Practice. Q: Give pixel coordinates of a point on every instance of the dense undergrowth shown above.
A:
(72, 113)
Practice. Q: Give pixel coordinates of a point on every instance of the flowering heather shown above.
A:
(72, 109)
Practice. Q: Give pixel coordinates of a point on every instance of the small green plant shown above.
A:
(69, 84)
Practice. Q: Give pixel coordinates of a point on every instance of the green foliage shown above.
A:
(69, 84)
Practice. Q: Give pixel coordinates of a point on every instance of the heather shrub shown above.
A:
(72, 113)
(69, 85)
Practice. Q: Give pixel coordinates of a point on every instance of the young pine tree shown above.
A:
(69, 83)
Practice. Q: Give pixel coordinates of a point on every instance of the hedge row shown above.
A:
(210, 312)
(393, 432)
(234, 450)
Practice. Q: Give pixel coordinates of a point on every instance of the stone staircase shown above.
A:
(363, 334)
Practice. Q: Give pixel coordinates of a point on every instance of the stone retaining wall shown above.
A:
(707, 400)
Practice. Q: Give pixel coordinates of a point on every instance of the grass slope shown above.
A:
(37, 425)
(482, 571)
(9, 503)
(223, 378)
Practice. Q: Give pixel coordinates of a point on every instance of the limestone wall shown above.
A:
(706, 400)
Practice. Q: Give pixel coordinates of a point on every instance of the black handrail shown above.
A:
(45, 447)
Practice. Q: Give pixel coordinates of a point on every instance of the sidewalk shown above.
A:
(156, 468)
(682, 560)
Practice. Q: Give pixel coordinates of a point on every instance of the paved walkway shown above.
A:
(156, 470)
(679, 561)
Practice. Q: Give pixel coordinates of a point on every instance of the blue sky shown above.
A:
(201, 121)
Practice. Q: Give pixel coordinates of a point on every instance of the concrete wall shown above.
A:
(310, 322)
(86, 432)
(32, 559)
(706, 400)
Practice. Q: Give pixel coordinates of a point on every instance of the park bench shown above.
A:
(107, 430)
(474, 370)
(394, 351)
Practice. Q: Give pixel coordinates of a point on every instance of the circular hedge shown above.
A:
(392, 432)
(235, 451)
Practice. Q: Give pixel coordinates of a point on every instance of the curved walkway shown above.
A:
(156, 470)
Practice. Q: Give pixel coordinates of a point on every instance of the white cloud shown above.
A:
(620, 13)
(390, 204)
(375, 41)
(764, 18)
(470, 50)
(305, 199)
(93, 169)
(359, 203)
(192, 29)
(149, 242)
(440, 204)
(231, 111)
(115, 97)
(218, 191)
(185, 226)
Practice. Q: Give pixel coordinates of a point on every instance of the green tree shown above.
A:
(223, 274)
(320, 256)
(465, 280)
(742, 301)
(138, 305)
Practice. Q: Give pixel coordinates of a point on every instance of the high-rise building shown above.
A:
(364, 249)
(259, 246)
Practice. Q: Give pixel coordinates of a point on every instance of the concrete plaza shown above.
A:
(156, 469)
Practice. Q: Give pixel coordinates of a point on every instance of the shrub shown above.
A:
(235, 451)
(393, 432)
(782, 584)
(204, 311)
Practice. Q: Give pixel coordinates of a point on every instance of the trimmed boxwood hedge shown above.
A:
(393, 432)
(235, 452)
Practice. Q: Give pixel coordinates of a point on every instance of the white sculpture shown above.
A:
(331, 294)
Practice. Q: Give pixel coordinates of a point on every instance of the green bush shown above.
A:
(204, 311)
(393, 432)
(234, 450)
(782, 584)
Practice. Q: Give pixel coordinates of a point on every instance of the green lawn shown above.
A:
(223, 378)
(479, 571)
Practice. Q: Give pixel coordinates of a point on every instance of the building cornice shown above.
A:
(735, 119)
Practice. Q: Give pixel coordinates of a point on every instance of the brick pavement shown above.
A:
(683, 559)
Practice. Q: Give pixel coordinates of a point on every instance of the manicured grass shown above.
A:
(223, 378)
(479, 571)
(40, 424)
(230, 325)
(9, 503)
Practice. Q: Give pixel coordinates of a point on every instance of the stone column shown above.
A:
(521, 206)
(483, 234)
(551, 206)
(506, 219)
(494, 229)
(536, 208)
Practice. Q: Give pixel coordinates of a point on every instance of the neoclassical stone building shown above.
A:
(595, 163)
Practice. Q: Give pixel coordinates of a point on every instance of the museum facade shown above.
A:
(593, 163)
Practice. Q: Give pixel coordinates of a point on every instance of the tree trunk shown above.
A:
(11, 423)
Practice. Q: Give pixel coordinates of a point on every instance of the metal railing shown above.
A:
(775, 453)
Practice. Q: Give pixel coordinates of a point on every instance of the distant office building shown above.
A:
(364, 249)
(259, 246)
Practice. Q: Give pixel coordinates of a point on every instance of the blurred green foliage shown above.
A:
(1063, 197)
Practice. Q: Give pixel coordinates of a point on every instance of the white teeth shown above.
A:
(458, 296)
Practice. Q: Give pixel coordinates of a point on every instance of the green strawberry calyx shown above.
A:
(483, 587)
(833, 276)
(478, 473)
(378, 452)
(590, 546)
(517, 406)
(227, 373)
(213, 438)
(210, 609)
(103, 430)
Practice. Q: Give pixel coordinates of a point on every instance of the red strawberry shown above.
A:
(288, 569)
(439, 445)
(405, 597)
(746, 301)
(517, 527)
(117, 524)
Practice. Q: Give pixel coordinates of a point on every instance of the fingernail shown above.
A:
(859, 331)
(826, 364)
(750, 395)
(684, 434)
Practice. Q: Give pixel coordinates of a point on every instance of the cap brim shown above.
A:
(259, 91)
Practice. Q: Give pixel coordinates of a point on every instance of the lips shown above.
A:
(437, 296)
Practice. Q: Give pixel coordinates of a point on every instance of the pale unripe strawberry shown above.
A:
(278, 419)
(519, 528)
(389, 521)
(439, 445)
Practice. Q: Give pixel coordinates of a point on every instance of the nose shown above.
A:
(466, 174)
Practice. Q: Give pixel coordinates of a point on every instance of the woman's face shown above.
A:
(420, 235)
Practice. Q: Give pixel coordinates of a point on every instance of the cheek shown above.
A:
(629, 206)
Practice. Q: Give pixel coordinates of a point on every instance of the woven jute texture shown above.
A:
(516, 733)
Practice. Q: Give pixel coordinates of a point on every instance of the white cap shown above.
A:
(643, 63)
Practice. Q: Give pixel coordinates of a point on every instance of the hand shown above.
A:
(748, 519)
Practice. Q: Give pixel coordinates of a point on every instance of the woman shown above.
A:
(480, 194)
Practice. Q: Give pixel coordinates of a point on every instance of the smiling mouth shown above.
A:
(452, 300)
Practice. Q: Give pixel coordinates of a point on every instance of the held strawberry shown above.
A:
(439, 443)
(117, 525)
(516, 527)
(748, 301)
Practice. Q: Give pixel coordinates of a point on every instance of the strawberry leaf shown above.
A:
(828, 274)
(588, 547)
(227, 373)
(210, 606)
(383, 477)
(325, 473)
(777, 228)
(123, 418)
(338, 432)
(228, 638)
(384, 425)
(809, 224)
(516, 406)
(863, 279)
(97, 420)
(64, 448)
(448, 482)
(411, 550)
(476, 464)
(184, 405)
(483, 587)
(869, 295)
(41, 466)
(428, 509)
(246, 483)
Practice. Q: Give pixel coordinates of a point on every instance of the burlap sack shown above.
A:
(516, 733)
########
(YOUR OBJECTIVE): Exact duplication is required for the lines above, from the line that contains "the green foliage shown above." to the line that contains "concrete wall shown above.", inclusive; omit all others.

(FINAL ANSWER):
Practice. Q: Give pixel coordinates of a point on every instance of the green foliage shown above.
A:
(69, 84)
Practice. Q: Give pixel coordinates of a point on every instance of the heather shrub shown above.
A:
(72, 113)
(69, 85)
Practice. Q: Give pixel coordinates of a point on every instance of the young pine tree shown above.
A:
(69, 83)
Practice. Q: Give pixel coordinates of a point on every instance of the hedge row shown above.
A:
(210, 312)
(393, 432)
(234, 450)
Practice. Q: Give pixel coordinates of a point on every instance of the stone staircase shown above.
A:
(363, 334)
Practice. Q: Give pixel coordinates of a point on every instance of the stone retaining wall shown above.
A:
(707, 400)
Practice. Q: Give pixel coordinates of a point on every instance of the grass slope shown above.
A:
(37, 425)
(482, 571)
(9, 503)
(223, 378)
Practice. Q: Give pixel coordinates of a point on every instance of the limestone wall shown above.
A:
(706, 400)
Practice. Q: Give pixel coordinates of a point on every instance of the black handrail shown above.
A:
(45, 447)
Practice. Q: Give pixel coordinates of a point on every instance of the sidewalk shown above.
A:
(156, 468)
(682, 560)
Practice. Q: Give pixel coordinates of a point on every instance of the paved walkway shown above.
A:
(156, 470)
(679, 561)
Practice. Q: Give pixel coordinates of a point on every instance of the blue sky shown above.
A:
(201, 121)
Practice. Q: Give pixel coordinates of a point on every instance of the concrete wall shown above.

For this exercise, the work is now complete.